DIRECTIONS FOR THIS TASK: Could you put these records into a two-column CSV headed text and answer, with one row per record and each field quoted, and with every line break replaced by a space?

────────────────────

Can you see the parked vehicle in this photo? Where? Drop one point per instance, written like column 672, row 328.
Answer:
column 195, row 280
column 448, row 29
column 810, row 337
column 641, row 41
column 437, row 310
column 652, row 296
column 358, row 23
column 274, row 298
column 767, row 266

────────────────────

FINAL ANSWER:
text,answer
"Can you see the parked vehicle in this photo? Where? Drop one point per instance, written like column 672, row 328. Answer:","column 195, row 280 column 448, row 29 column 810, row 337 column 641, row 41 column 437, row 310 column 652, row 296 column 358, row 23 column 274, row 298 column 767, row 266"